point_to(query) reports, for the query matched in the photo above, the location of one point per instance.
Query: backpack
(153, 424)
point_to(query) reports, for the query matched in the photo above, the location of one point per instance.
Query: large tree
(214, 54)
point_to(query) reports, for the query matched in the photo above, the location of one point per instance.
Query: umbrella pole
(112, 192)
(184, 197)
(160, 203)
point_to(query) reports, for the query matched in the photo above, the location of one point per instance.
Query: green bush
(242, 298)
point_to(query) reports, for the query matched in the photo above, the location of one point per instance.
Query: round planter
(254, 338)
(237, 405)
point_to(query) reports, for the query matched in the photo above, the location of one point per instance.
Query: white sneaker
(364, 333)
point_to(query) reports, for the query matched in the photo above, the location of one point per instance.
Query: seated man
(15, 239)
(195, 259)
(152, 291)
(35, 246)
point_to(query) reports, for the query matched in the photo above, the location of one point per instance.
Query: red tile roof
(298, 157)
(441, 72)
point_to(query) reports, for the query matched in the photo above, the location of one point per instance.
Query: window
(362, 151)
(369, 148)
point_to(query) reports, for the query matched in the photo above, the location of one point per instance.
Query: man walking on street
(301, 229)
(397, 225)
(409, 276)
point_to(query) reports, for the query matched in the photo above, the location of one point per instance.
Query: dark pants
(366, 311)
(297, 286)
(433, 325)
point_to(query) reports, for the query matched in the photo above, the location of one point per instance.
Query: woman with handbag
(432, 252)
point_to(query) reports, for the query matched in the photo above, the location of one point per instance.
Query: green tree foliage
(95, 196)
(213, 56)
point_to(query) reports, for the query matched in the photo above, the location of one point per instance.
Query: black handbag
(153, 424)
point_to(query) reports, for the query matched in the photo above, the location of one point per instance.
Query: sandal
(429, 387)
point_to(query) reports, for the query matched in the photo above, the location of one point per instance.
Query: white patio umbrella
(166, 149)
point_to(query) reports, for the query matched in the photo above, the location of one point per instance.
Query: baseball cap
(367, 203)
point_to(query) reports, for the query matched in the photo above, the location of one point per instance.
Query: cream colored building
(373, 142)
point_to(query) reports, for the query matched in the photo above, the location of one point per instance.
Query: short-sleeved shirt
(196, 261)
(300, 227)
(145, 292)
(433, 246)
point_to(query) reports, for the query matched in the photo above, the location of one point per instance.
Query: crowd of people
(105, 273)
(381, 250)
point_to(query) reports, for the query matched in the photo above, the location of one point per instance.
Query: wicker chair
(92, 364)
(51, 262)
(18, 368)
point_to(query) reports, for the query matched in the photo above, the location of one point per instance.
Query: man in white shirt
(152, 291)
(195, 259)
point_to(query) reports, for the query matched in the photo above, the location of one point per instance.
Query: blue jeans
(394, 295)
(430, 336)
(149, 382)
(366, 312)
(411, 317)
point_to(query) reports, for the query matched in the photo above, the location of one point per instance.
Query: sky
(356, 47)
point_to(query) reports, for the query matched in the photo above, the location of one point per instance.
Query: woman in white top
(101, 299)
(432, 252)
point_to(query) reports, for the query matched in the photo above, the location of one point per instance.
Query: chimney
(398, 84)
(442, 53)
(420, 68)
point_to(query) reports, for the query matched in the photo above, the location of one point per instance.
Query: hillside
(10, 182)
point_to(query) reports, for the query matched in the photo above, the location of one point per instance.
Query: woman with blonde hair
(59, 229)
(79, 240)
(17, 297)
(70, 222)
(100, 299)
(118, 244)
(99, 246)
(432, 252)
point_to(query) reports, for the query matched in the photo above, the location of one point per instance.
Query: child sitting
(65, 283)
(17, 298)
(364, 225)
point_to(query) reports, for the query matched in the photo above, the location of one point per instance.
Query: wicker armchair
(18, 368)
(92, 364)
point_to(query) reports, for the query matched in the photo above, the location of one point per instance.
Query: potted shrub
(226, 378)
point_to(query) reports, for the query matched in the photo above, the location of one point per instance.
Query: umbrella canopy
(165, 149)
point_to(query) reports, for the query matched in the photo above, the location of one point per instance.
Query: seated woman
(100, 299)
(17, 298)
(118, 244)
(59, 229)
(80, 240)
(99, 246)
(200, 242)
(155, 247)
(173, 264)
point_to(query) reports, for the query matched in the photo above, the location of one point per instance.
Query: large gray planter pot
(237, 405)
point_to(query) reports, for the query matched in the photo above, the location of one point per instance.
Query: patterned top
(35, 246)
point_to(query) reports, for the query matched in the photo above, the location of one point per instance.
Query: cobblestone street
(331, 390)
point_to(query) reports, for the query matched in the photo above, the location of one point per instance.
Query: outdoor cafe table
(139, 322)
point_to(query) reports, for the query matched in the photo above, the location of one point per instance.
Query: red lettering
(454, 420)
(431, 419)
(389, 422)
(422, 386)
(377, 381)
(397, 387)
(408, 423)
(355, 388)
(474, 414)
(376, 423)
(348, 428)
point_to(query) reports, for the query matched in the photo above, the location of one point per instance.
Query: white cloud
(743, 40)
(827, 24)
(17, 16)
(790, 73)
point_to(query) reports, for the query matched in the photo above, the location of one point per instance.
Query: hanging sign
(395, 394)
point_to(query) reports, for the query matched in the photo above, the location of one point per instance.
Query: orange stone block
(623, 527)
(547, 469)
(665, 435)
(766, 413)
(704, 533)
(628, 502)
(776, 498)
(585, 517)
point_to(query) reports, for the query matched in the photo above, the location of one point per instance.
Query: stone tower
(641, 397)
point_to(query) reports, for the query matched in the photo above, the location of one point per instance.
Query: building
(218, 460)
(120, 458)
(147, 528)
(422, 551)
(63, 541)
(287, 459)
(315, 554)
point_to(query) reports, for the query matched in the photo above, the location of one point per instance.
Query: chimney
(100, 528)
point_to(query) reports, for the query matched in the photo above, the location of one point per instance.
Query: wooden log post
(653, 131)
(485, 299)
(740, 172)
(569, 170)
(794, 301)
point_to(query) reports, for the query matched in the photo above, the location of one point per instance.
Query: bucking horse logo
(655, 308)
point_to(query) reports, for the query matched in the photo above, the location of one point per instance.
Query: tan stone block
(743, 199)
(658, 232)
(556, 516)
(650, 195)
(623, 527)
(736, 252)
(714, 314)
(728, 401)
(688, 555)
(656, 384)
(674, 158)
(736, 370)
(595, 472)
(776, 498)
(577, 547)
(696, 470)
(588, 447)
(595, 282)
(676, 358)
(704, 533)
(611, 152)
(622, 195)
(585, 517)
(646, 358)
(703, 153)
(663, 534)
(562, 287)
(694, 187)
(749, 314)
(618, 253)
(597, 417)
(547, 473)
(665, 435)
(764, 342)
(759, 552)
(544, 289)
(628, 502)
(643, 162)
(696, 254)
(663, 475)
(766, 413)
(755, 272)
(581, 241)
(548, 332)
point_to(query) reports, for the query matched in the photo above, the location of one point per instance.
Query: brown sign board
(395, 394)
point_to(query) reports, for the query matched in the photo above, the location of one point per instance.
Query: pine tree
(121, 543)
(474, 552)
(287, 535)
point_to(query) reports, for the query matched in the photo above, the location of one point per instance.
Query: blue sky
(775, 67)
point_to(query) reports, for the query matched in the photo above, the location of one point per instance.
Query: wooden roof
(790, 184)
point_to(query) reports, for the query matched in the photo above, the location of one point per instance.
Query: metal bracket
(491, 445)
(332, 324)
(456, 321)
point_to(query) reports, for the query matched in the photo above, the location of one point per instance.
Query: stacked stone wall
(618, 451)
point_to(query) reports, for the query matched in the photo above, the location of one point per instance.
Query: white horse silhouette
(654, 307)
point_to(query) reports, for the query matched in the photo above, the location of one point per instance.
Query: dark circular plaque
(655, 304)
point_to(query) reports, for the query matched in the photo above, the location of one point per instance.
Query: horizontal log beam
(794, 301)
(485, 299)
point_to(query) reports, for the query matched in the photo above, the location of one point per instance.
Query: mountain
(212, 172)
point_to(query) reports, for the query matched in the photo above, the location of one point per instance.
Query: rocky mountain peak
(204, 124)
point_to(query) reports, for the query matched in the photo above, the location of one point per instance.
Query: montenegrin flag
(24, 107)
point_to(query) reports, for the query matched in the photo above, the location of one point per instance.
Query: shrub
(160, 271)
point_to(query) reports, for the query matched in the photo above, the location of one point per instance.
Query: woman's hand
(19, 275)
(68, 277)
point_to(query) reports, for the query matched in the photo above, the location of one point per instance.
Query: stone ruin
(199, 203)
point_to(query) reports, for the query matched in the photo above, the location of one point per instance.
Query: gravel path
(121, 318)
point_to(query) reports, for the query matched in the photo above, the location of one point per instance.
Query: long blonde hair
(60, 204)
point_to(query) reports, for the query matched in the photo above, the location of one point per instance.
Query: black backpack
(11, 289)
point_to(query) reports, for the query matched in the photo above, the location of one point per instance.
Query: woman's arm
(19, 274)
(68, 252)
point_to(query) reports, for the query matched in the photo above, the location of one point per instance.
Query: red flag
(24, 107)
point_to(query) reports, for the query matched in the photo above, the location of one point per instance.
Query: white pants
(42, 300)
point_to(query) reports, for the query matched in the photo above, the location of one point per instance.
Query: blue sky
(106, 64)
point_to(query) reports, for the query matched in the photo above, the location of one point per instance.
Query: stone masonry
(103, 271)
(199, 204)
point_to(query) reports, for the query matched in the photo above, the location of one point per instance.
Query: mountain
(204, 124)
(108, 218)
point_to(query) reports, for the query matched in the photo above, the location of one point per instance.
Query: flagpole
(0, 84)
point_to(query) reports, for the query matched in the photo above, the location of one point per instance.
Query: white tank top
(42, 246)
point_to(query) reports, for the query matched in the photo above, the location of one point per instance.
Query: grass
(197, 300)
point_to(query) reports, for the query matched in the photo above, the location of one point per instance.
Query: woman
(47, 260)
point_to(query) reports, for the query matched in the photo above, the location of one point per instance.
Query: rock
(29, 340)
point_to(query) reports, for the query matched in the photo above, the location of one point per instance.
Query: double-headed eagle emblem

------

▶ [What the task requires]: The line containing "Query: white tank top" marks where to begin; the last line of the records marks where to stop. Copy both and all between, exactly.

▶ [Output for this task]:
Query: white tank top
(42, 246)
point_to(query) reports, for the query matched in the photo above, the location of one point per instance.
Query: grass
(197, 300)
point_to(query) reports, for the query matched in the photo above, the location of one point per instance.
Query: woman
(47, 260)
point_to(query) reports, for the query matched in the photo above, the location of one point per instance.
Query: rock
(29, 340)
point_to(query) reports, for the query matched in the photo above, the location of one point per instance.
Query: double-headed eagle emblem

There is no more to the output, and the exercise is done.